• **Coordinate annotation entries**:
>> Begin

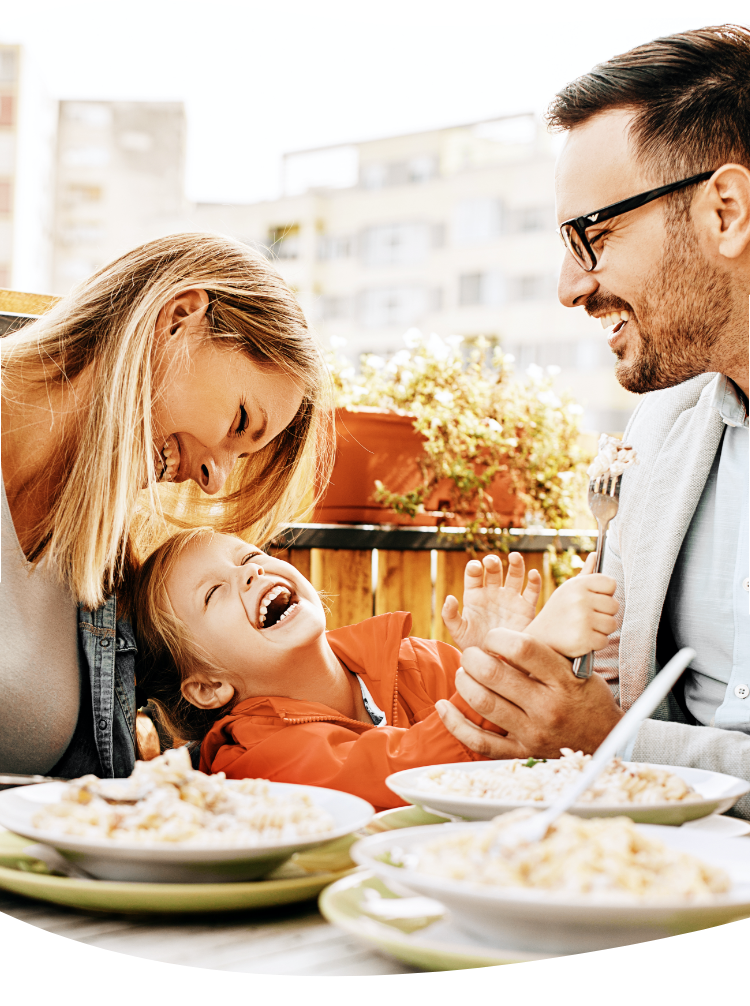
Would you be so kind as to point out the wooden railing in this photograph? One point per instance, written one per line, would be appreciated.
(365, 570)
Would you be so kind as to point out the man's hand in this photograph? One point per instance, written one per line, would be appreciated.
(529, 690)
(488, 604)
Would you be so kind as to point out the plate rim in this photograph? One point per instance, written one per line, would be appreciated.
(176, 853)
(422, 798)
(395, 939)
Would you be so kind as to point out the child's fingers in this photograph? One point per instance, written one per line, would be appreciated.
(533, 588)
(493, 570)
(450, 613)
(516, 571)
(474, 574)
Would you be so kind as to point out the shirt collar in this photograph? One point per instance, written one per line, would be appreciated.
(728, 403)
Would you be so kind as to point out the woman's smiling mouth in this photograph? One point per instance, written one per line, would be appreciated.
(170, 456)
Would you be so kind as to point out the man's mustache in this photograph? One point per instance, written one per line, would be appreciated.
(598, 304)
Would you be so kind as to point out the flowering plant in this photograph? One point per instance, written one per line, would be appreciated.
(479, 421)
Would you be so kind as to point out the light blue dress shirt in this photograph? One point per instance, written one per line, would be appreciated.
(707, 603)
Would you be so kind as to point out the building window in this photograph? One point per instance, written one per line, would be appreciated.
(414, 171)
(6, 110)
(530, 218)
(402, 306)
(336, 308)
(477, 220)
(331, 246)
(284, 242)
(482, 288)
(396, 244)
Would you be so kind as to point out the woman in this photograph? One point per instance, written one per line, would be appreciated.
(177, 386)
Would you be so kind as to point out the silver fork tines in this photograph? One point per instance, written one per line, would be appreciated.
(603, 500)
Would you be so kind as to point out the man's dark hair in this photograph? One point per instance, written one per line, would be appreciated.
(691, 96)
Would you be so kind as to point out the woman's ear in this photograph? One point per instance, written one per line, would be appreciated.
(207, 692)
(186, 311)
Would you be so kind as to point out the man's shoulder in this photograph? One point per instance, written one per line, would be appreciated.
(668, 404)
(659, 412)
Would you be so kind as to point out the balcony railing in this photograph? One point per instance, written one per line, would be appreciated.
(368, 569)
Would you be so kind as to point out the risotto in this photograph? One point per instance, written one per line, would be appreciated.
(166, 800)
(544, 781)
(598, 856)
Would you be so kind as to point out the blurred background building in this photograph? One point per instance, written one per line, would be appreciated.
(9, 72)
(450, 230)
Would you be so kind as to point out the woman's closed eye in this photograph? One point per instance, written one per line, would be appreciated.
(243, 422)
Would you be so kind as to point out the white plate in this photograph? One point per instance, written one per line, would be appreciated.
(546, 921)
(175, 863)
(719, 793)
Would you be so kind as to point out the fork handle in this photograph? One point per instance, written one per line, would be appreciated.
(583, 667)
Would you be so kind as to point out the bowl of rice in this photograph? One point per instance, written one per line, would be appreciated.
(590, 884)
(650, 794)
(169, 823)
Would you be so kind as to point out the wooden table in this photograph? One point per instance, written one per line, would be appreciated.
(294, 940)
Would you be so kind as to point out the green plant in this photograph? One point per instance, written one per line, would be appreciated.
(479, 420)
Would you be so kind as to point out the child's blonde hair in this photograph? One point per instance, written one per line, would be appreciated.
(92, 531)
(167, 651)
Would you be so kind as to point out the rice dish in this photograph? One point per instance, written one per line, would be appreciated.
(544, 781)
(607, 857)
(167, 801)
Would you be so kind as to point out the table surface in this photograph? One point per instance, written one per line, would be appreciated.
(293, 940)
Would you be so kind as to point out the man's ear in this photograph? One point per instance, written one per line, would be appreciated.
(206, 692)
(724, 209)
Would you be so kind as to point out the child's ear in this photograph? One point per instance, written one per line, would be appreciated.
(207, 693)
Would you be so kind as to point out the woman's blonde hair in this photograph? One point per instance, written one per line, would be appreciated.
(167, 652)
(100, 518)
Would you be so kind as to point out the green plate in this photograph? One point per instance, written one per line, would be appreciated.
(303, 877)
(424, 941)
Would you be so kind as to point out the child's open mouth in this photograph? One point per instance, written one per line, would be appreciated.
(275, 605)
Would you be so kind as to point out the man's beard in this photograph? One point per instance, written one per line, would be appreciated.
(681, 318)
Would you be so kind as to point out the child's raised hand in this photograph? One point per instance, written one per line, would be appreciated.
(488, 604)
(580, 615)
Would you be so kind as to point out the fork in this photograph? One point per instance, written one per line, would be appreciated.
(603, 500)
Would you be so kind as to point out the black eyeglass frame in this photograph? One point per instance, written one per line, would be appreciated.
(579, 223)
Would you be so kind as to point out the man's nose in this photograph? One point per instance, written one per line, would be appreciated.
(575, 285)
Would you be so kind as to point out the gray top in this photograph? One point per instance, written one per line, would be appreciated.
(708, 597)
(39, 672)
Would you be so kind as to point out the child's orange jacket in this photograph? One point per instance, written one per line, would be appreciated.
(292, 740)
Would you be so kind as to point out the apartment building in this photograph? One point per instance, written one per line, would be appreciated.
(9, 72)
(119, 182)
(451, 231)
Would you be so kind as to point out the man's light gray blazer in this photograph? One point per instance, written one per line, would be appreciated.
(676, 434)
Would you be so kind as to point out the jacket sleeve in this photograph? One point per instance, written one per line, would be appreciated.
(339, 758)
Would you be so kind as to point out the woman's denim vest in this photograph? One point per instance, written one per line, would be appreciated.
(105, 739)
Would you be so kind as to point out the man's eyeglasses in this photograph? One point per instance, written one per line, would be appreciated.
(573, 232)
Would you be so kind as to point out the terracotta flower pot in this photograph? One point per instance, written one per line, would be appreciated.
(380, 446)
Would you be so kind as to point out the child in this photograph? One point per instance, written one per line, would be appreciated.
(237, 656)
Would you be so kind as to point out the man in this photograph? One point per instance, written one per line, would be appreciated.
(670, 275)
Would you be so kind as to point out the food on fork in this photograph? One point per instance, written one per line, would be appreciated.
(544, 781)
(606, 858)
(167, 801)
(613, 458)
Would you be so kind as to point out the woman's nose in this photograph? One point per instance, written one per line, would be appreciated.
(213, 474)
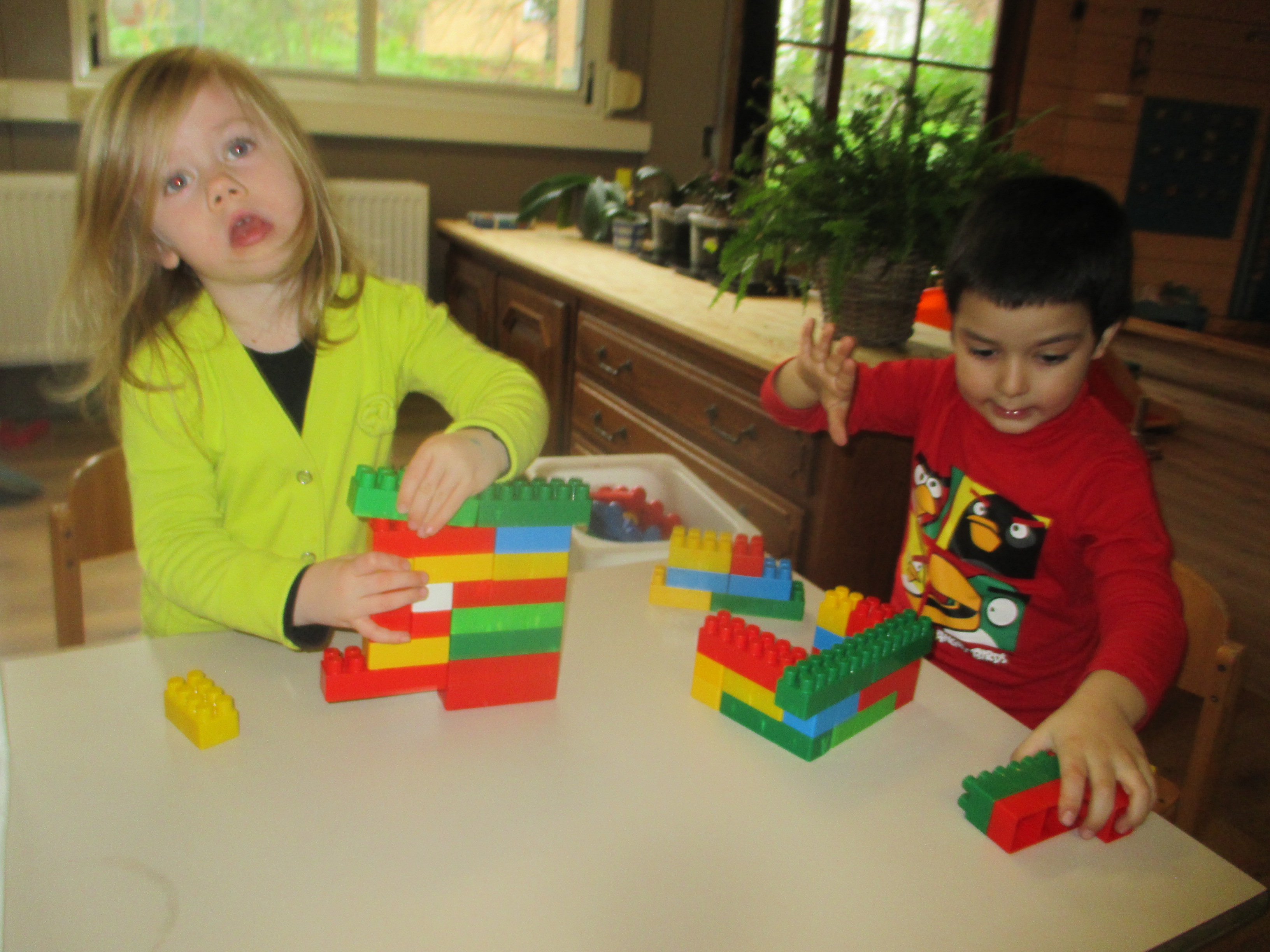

>> End

• **WHAT IS REQUIRED**:
Express every line of the listing above as a JSON list of strings, one string per line, skipping blank lines. Leave the pictures out of your answer.

• **ANSWER TO THIS EXERCISE**:
[
  "Would you be so kind as to point out the wooden railing in this photograph? One point per instance, written one per line, would be appreciated.",
  "(365, 570)",
  "Would you be so kind as to point out the man's hand in this photograph? One point per instance, written one per line, would be appreciated.",
  "(529, 690)",
  "(488, 604)",
  "Would you be so kind as to point out the plate rim in this photograph? One point per instance, written one per line, would be appreciated.",
  "(176, 853)",
  "(422, 798)",
  "(395, 939)",
  "Would you be so kind as to point out the child's fingers in this photograph? One point per instance, written one per line, would be appreciated.",
  "(533, 588)",
  "(493, 570)",
  "(450, 613)",
  "(516, 571)",
  "(474, 574)",
  "Would you be so kind as to point out the shirt collar in this photograph? One point per instance, written one per line, would be appreciated.",
  "(728, 403)",
  "Would you be so kind as to point out the woman's smiling mouth in this photograph? One point per instance, written one per line, would be appreciated.",
  "(170, 456)",
  "Would you be so kind as to point out the man's mustache in this photograph? One point per instance, written one per line, would be appreciated.",
  "(598, 304)",
  "Would you be so kind as to point out the flowering plant in this photograph? One point per instance, written one per line, would be appreciated.",
  "(479, 421)",
  "Would you be so kind as to point out the light blue dress shirt in this photograph? One point per instance, written one per line, would be appreciated.",
  "(707, 603)",
  "Would you be so kind as to point out the building window in this photograph? One point per instance, written one per line, would be appreciated.",
  "(414, 171)",
  "(6, 110)",
  "(530, 218)",
  "(402, 306)",
  "(336, 308)",
  "(477, 220)",
  "(331, 246)",
  "(284, 242)",
  "(482, 288)",
  "(396, 244)",
  "Would you be so kind as to point out the woman in this photograph? One point per instance, written one per line, would be appreciated.",
  "(177, 386)",
  "Would you be so kind as to point out the silver fork tines in this photograph? One point per instance, written one per line, would be appreciated.",
  "(603, 500)",
  "Would you be so kind as to point out the man's dark hair in this photograph? One point per instance, written one per line, would be appreciated.",
  "(691, 96)",
  "Would you be so kind as to point out the woman's ear in this photograph? One point per instance, written one per line, would be appreciated.",
  "(207, 692)",
  "(186, 311)",
  "Would you be so kind as to point out the man's shoulder in this photograph? One point per instance, written one per line, would be appreciated.",
  "(668, 404)",
  "(659, 412)",
  "Would you be so kind as to point out the balcony railing in this photograph? One point per instance, written one per line, would be appreciated.",
  "(368, 569)",
  "Would you be so kind as to point out the risotto in this photograph? One point per instance, written one per line, would be appreciated.",
  "(166, 800)",
  "(544, 781)",
  "(598, 856)",
  "Would you be so kind as to point out the blurred background building in this photograph? One point per instance, written one per line, would be appreciated.",
  "(9, 72)",
  "(450, 230)",
  "Would you be so kind as to point out the woman's closed eye in this photograph? One point per instance, written one per line, would be appreciated.",
  "(243, 422)",
  "Would you be so kind as to point out the white plate in this photograph? One point per instance, written one per line, would be appreciated.",
  "(546, 921)",
  "(175, 863)",
  "(719, 793)",
  "Would you be so kind as to point out the fork handle in this photograph? One point per instance, written one per line, would be appreciated.",
  "(583, 667)",
  "Would you be so kind as to point out the bowl of rice in this photograph? One point per instance, written one per line, would be appreciated.",
  "(590, 884)",
  "(650, 794)",
  "(169, 823)",
  "Would you be so kind as to point out the wooden table in this photograph? One point per instance, written one per line, would be appreciated.",
  "(294, 940)",
  "Would you be so kind as to point out the green plant in this photograph? One point per instance, written one per line, would be appreciated.",
  "(479, 420)",
  "Would you be so kind as to point out the child's blonde hair in this photograph? One point per instance, written one per line, would be appreciated.",
  "(92, 531)",
  "(167, 651)",
  "Would you be so kind as to point out the rice dish in this photograph? One point per instance, written one per line, would be appreciated.",
  "(544, 781)",
  "(607, 857)",
  "(167, 801)",
  "Would you be so kind as to point out the table surface in this photograph? One point per instance, written one per line, would be appreciated.",
  "(293, 940)",
  "Would you be so kind as to point out the man's ear in this photograph? One point per instance, written one per line, would be appreciated.",
  "(206, 692)",
  "(724, 209)",
  "Would you be so kind as to point out the child's ear in this photograph? One point per instance, written one per line, would be appreciated.",
  "(207, 693)",
  "Would you be so kind as to point out the woman's blonde hair in this photograph? One point per instance, written one per line, would be appreciated.",
  "(167, 652)",
  "(100, 518)",
  "Would you be so kind as to point out the green plate in this photograph? One point per instance, written one per line, would be appreciated.",
  "(303, 877)",
  "(424, 941)",
  "Would you be so kind as to point out the child's open mouth in this photograph? One point per instance, written one per line, would be appreciated.",
  "(275, 605)",
  "Would you be so kind as to point out the man's beard in this photograph? One point per instance, written one per line, would be appreciated.",
  "(681, 318)",
  "Would you be so kind as to point out the child's raised hand in this photograph? One point per instance, written one per line, would be appreciated.",
  "(488, 604)",
  "(580, 615)",
  "Would you be so kind as to point out the fork in this photograph? One point per instance, written one per line, would be appreciated.",
  "(603, 500)",
  "Would you be so kind as to point out the black eyeglass frame in this photograph? One point per instance, written one per line, would be appreciated.",
  "(579, 223)",
  "Would you be so kind as to point out the man's nose in this photograph? One point per instance, written one per line, would be appreciated.",
  "(575, 285)",
  "Would you be so kind as to point out the gray top in this photograph? One point per instance, written one per line, would be appreciated.",
  "(708, 597)",
  "(39, 672)",
  "Would you be so kind as to point out the child's orange jacket in this photograph? One point per instance, written one per line, would be appreciated.",
  "(292, 740)",
  "Would you be so kind as to point out the apartment building in this photograph? One point per instance, written one per line, would be appreciated.",
  "(9, 72)",
  "(119, 182)",
  "(451, 231)",
  "Would you be so kind as to point out the man's light gray blazer in this photograph? One point per instance, written one per line, would be appreciated.",
  "(676, 434)",
  "Would you be so kind as to point out the jacket sleeve in this photograph? One point per instance, written one per line, would be appreciated.",
  "(339, 758)",
  "Would you be so kind as to point out the woman's denim vest in this photograph? One point per instance, written one per line, would be appreciated.",
  "(105, 739)",
  "Would you be so kind as to point out the man's eyeglasses in this photograph? One point per instance, written one per line, would be appreciated.",
  "(573, 232)",
  "Would you be so kind as to point out the terracotta flower pot in this photograph? One point per instance, written one per line, would be appreciated.",
  "(380, 446)",
  "Would you be so kind as to point out the child in this photograph? One point per instance, written one per line, would be appreciated.",
  "(237, 656)",
  "Would you be so kind as to point out the man in this photograph? One point per instance, written one per line, would be appreciated.",
  "(670, 275)",
  "Would you be so kind as to point out the food on fork in this photograph? One point per instance, written one per line, would be appreciated.",
  "(544, 781)",
  "(606, 858)",
  "(167, 801)",
  "(613, 458)",
  "Would you be so kind as to point out the woman's nose in this photograph? One point per instance, written one per line, would be appreciated.",
  "(213, 474)"
]